Records shown
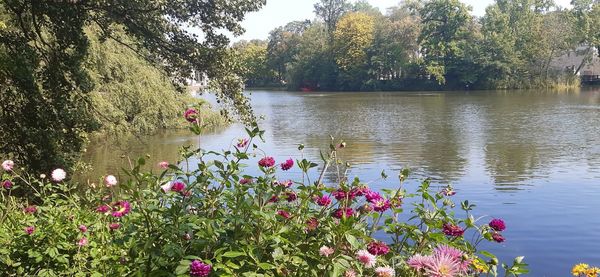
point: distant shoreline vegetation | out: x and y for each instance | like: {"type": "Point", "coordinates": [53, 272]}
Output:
{"type": "Point", "coordinates": [428, 45]}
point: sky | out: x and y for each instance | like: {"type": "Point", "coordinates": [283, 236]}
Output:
{"type": "Point", "coordinates": [279, 12]}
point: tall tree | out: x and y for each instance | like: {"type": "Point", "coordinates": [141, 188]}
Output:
{"type": "Point", "coordinates": [45, 111]}
{"type": "Point", "coordinates": [444, 38]}
{"type": "Point", "coordinates": [330, 11]}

Exercise directions
Your reply should consist solely of the number of lines above that contain the word "each".

Your response
3